----- EXERCISE MATERIAL

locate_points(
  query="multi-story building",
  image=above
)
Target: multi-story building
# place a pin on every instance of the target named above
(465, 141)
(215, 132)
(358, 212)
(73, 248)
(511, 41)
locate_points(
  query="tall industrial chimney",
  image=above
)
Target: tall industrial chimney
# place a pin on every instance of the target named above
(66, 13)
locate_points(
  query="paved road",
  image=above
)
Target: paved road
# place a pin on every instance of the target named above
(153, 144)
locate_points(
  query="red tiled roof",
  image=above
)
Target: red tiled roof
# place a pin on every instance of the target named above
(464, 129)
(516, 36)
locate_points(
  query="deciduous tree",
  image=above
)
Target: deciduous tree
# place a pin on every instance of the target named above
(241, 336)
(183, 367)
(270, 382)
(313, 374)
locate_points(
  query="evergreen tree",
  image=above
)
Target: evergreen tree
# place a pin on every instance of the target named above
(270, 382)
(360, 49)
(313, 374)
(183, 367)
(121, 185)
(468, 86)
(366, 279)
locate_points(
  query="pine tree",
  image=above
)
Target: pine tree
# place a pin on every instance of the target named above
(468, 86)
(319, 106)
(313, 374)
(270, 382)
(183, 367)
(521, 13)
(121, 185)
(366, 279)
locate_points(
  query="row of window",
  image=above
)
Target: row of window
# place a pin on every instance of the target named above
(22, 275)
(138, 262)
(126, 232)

----------

WHAT YOU NEED TO DO: Can you reproduce all of the records above line for line, leaving every character unchanged?

RIGHT ANSWER:
locate_points(
  query="multi-story building",
  image=above
)
Target: multi-story building
# place a pin on every instance of the target named above
(465, 141)
(215, 132)
(358, 212)
(73, 248)
(511, 41)
locate_points(
  query="tall industrial chimney",
  image=above
)
Target: tall industrial chimney
# place a pin on every instance of the target named above
(66, 13)
locate_points(
  query="paved road",
  image=above
)
Target: paved road
# place a pin on every instance of the target named above
(153, 144)
locate_points(
  query="red tiled roof",
  image=above
)
Target: red tiled roof
# place a pin on every instance of the target named above
(464, 129)
(516, 36)
locate_points(
  query="deciduous tree",
  image=above
)
Target: deciduous tree
# place a pin on every instance of the target named above
(241, 336)
(183, 367)
(270, 382)
(313, 374)
locate_points(
  query="evergreen tree",
  image=above
)
Target: evergreen tree
# place a pin on every instance of the target named above
(270, 382)
(360, 49)
(313, 374)
(183, 367)
(121, 185)
(468, 86)
(366, 279)
locate_points(
  query="pine tree",
  image=above
)
Target: pine tree
# place a pin on every instance of the target named above
(468, 86)
(319, 106)
(313, 374)
(270, 382)
(183, 367)
(521, 13)
(121, 185)
(366, 279)
locate_points(
  query="row of window",
  image=above
)
Target: row of window
# place a pin on every instance of the target named above
(22, 275)
(138, 262)
(126, 232)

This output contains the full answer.